DOCUMENT
........
L’argument du dernier film de Hirokazu Kore-Eda se nourrit d’une série de faits divers survenus au milieu des années 1970 au Japon : la confusion d’enfants dès la maternité, et les difficultés qui en naissent pour les familles victimes. Ou pour le dire mieux, le film se nourrit de la rencontre entre ces faits divers et le cheminement personnel du réalisateur, père depuis 2008 et engagé avec Tel père tel fils dans une réflexion intime sans doute plus que dans une analyse sociale du Japon contemporain. Il ne s’agit certes pas du premier film de Kore-Eda qui prendrait appui sur un fait divers concentrant problématique familiale, douleur intériorisée qui isole, souffrance réciproque entre enfants et parents… ce sont là les ingrédients essentiels du cinéma passé de Kore-Eda dans Nobody knows, Still walking ou même Distance. A chaque fois aussi, le réalisateur évoque le poids de son expérience propre dans sa création. Cette forme de continuité thématique est d’ailleurs totalement assumée, certains lieux des tournages se répondant parfaitement, et jusqu’au caractère ou au nom de personnages qui se répondent d’un film à l’autre. Ryota est par exemple déjà le nom du héros de Still walking… Tout chez Kore-Eda voyage, non seulement au sein de son cinéma mais entre lui-même et ses films.
........
DONNÉES FOURNIES
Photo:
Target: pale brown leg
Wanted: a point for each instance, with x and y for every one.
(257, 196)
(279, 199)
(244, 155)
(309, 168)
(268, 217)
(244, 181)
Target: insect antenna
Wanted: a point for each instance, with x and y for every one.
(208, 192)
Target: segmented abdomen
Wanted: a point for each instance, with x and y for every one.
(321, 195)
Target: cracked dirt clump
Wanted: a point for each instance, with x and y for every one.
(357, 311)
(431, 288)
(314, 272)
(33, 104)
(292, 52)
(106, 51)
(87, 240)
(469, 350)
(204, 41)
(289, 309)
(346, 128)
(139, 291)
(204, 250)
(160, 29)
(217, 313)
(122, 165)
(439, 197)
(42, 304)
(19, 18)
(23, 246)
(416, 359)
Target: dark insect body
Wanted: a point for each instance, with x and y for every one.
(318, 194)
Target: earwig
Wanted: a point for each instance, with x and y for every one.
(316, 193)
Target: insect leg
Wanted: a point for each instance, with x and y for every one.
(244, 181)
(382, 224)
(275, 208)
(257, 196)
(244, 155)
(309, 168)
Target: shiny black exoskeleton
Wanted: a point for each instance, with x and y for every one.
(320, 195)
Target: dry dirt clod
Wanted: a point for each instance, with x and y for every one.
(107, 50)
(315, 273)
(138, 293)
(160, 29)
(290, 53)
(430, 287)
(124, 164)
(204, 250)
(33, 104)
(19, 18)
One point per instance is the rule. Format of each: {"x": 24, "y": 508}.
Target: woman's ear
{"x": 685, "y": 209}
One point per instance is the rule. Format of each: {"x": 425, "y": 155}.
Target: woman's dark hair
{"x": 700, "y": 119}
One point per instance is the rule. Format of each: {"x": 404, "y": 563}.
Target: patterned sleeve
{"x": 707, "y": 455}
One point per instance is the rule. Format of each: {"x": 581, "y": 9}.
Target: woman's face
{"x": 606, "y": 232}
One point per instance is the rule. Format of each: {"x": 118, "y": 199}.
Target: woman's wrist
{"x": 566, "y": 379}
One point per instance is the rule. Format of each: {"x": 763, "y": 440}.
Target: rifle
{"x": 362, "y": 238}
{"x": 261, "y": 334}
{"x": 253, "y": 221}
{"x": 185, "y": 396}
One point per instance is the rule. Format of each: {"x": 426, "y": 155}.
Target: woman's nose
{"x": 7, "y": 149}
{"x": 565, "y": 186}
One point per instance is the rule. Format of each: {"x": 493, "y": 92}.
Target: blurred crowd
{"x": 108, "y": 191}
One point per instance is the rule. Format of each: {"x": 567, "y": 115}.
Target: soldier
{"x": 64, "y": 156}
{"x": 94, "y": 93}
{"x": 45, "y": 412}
........
CONSIGNES
1/ D'après le texte sur Kore-Eda, dans quel film un héros porte-t-il déjà le nom de Ryota ?
2/ Prolongez le texte sur Kore-Eda de quelques phrases après sa dernière ligne.
Les lignes n'ont aucun lien avec le texte.

CORRIGÉ
1/ Dans Still walking.

2/
« L’eau et plus épaisse que le sang. » (proverbe au sujet de l’adoption)
Et sans doute il faut chercher dans Tel père tel fils, malgré la grande simplicité et sobriété du style, l’incroyable réseau souterrain des nuances qui évitent au cinéaste d’être jamais dans le jugement, dans la leçon ou plus simplement encore de trancher les définitions mêmes qui sont la chair du film. Qu’est-ce qu’un fils, comment être un père ? Les apparences font de Ryota un père moderne, conforme aux canons d’une société exigeante pour laquelle il sacrifie une part de lui-même. Cette modernité réelle n’est jamais contestée, mais trouve sur son chemin la croyance archaïque d’une transmission de la filiation par la mystique du sang plutôt que par la vie commune, la transmission de valeurs, l’éducation. Même ambiguïté dans le regard posé sur les deux familles, qui chacune porte une tradition différente mais pas moins japonaise l’une que l’autre pour autant : la famille nucléaire ‘‘contemporaine’’ avec un père absorbé par le travail et la famille ancestrale (par certains aspects aussi celle d’une histoire du cinéma japonais) où toutes les générations cohabitent, insérée dans un tissu social de quartier, qui est la famille japonaise historique.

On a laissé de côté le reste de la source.